─── DATA TO USE

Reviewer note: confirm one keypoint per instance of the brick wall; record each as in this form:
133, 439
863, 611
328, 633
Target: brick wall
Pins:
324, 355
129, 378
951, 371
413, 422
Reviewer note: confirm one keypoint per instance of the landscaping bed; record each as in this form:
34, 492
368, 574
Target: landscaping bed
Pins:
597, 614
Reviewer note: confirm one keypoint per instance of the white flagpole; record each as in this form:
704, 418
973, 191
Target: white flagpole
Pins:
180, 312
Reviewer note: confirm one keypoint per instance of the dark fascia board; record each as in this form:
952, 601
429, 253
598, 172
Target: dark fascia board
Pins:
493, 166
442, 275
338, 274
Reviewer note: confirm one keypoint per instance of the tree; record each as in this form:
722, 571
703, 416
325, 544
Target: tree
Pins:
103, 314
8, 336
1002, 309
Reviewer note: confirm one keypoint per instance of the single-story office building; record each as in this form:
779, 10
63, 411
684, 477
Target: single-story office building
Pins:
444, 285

──────

Copy out all of the data above line for line, changing nothing.

Reviewer note: confirm one keypoint per instance of the brick wall; record each as in this form:
133, 439
863, 611
328, 633
Target: brick wall
Pins:
324, 355
129, 378
951, 371
413, 422
Reviewer note: confirm one keypoint per instance of the landscaping bed; record each as in this form:
34, 492
368, 574
Target: landscaping bed
Pins:
597, 614
Reviewer note: confirm one keypoint per instance of the white flagpole; record each as in this form:
704, 418
973, 191
Target: white flagpole
Pins:
180, 312
Reviewer note: confirm one keypoint per instance of the dark fascia board; record each as in this form:
952, 601
429, 253
598, 172
Target: dark fascia board
Pins:
493, 166
442, 275
338, 274
Reviewer note: confirm one keypoint per instance of the tree; record each as in this form:
722, 571
703, 416
325, 544
Target: tree
Pins:
103, 314
8, 336
1002, 309
Reviewer note: confirm one keypoint per instance of the single-story office building; record each as in this form:
779, 10
63, 411
684, 477
Target: single-story office building
Pins:
444, 285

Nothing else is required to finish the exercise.